[Exercise description] Starting at the line that contains "the canal in", restate each line word for word through the final line of the data, keeping both ends.
"""
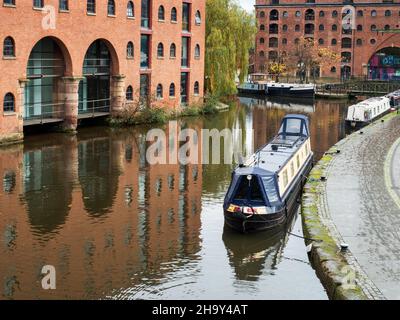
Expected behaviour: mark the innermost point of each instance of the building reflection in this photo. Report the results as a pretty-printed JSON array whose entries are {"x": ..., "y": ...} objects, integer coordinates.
[{"x": 95, "y": 209}]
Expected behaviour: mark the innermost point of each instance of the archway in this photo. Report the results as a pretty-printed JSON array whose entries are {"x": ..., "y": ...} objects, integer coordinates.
[
  {"x": 385, "y": 64},
  {"x": 49, "y": 61},
  {"x": 95, "y": 88}
]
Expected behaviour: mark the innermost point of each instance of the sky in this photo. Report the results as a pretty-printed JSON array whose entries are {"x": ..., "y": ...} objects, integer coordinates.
[{"x": 247, "y": 4}]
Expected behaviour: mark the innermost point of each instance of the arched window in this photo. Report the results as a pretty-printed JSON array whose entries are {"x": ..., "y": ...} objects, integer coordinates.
[
  {"x": 172, "y": 51},
  {"x": 197, "y": 18},
  {"x": 159, "y": 91},
  {"x": 196, "y": 88},
  {"x": 160, "y": 50},
  {"x": 161, "y": 13},
  {"x": 91, "y": 6},
  {"x": 9, "y": 103},
  {"x": 130, "y": 9},
  {"x": 130, "y": 50},
  {"x": 129, "y": 93},
  {"x": 172, "y": 90},
  {"x": 174, "y": 15},
  {"x": 197, "y": 51},
  {"x": 111, "y": 8},
  {"x": 9, "y": 47}
]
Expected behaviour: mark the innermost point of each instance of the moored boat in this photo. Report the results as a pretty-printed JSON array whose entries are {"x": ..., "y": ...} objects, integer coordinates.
[
  {"x": 368, "y": 110},
  {"x": 290, "y": 90},
  {"x": 265, "y": 189}
]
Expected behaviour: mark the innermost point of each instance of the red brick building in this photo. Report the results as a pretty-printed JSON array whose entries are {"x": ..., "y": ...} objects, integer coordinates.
[
  {"x": 350, "y": 28},
  {"x": 64, "y": 60}
]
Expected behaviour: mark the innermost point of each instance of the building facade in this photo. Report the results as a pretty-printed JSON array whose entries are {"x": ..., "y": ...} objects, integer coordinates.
[
  {"x": 64, "y": 60},
  {"x": 364, "y": 33}
]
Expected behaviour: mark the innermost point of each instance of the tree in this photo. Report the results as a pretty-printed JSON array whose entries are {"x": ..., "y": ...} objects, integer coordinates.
[{"x": 230, "y": 34}]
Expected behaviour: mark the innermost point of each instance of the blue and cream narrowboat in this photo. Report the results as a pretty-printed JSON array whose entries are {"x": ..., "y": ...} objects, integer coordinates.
[{"x": 266, "y": 188}]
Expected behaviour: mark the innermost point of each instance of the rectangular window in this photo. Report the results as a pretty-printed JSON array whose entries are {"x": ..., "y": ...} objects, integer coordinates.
[
  {"x": 145, "y": 16},
  {"x": 186, "y": 16},
  {"x": 38, "y": 3},
  {"x": 64, "y": 5},
  {"x": 185, "y": 52},
  {"x": 145, "y": 52}
]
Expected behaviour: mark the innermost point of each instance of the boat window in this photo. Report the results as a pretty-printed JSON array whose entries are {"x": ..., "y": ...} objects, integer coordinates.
[
  {"x": 249, "y": 190},
  {"x": 285, "y": 178},
  {"x": 293, "y": 126},
  {"x": 270, "y": 189}
]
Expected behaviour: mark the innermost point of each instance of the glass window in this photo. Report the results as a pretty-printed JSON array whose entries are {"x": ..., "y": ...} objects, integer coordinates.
[{"x": 9, "y": 103}]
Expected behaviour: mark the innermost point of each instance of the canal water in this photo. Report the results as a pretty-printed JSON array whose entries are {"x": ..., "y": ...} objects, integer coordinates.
[{"x": 115, "y": 227}]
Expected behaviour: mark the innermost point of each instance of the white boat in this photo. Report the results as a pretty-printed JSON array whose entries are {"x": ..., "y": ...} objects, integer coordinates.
[{"x": 367, "y": 110}]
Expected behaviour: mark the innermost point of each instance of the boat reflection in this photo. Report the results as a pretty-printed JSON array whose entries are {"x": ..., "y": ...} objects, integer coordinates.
[{"x": 253, "y": 255}]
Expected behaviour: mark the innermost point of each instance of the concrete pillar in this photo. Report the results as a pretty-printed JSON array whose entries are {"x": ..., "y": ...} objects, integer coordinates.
[
  {"x": 70, "y": 97},
  {"x": 117, "y": 94}
]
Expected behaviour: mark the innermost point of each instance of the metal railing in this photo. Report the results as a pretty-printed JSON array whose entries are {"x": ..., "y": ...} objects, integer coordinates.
[
  {"x": 39, "y": 111},
  {"x": 94, "y": 106}
]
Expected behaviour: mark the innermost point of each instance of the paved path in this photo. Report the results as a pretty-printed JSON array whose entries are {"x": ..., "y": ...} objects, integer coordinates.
[{"x": 363, "y": 200}]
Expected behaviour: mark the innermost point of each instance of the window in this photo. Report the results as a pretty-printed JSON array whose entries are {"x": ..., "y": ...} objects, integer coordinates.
[
  {"x": 130, "y": 10},
  {"x": 8, "y": 47},
  {"x": 91, "y": 6},
  {"x": 129, "y": 93},
  {"x": 63, "y": 5},
  {"x": 130, "y": 50},
  {"x": 197, "y": 18},
  {"x": 38, "y": 3},
  {"x": 159, "y": 91},
  {"x": 111, "y": 8},
  {"x": 174, "y": 15},
  {"x": 172, "y": 51},
  {"x": 161, "y": 13},
  {"x": 197, "y": 51},
  {"x": 172, "y": 90},
  {"x": 160, "y": 50},
  {"x": 9, "y": 103}
]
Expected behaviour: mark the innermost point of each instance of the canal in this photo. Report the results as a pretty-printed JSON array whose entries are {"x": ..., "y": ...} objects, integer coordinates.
[{"x": 115, "y": 227}]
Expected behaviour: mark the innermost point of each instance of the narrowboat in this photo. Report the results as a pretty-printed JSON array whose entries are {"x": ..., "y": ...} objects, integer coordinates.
[
  {"x": 265, "y": 188},
  {"x": 290, "y": 90},
  {"x": 367, "y": 111}
]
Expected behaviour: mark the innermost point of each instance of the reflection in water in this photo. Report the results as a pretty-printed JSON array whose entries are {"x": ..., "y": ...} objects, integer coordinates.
[{"x": 159, "y": 235}]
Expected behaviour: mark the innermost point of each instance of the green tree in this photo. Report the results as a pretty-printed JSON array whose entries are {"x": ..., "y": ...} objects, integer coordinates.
[{"x": 230, "y": 34}]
"""
[Response]
Expected behaviour: mark the innermost point of each instance of the canal in this photo. Report the results as a pretty-printed JSON array whose entries are {"x": ..., "y": ...} objects, integer coordinates.
[{"x": 115, "y": 227}]
Expected behaviour: mark the innermost point of each instance of the narrowboat in this photo. Report the results as a pretty-printed JSON array whose entries are {"x": ..., "y": ...} objects, integer coordinates.
[
  {"x": 265, "y": 188},
  {"x": 290, "y": 90},
  {"x": 367, "y": 111}
]
Expected behaviour: mark the innermost point of each instance of the reflection in water in this photo. Report the results as a pretty-printed JSON array whose entries are {"x": ..., "y": ...} objects, integer coordinates.
[{"x": 159, "y": 235}]
Expected behaviour: mark the innermost point of each instance of the green tree in this photo. Report the results as a pretty-printed JSON array whose entries are {"x": ..., "y": ...} objects, integer coordinates.
[{"x": 230, "y": 34}]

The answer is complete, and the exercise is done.